What you are asked to do: Pull out every line of the material below that contains the word "green", and list those lines in their original order.

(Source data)

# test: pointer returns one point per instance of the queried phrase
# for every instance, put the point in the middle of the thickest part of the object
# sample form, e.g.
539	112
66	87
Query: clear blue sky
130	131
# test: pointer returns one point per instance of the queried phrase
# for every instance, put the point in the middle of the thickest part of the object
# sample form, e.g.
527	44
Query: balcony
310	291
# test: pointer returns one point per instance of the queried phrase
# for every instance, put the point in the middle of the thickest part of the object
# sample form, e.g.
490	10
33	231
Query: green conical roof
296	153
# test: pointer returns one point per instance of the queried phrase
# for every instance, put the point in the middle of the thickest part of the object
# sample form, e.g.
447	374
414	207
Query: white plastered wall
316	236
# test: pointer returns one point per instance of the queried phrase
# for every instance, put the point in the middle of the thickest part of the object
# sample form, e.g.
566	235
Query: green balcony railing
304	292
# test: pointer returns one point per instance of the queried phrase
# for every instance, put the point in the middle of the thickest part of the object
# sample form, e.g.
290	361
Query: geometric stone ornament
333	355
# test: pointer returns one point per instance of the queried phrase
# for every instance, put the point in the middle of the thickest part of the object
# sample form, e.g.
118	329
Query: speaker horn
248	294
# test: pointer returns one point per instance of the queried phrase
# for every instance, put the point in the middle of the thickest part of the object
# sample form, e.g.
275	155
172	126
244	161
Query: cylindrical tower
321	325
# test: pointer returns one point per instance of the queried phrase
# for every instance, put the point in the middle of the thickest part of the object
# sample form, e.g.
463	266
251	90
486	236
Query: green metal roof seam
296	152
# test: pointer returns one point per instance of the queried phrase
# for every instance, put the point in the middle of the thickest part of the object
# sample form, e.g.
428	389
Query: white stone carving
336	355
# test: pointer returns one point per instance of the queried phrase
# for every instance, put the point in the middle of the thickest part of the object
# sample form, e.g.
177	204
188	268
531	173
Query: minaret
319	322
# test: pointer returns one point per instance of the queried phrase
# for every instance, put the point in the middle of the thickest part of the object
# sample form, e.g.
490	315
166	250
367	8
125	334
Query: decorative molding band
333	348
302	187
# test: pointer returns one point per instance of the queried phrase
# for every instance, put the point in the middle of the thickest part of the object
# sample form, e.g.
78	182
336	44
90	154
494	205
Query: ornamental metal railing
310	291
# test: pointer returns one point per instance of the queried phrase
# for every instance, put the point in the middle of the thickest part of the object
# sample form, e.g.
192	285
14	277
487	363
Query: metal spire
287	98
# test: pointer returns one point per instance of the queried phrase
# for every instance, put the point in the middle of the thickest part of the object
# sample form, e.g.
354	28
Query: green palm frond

Task output:
Query: green conical roof
Query: green balcony railing
Query: green metal roof seam
Query: green palm frond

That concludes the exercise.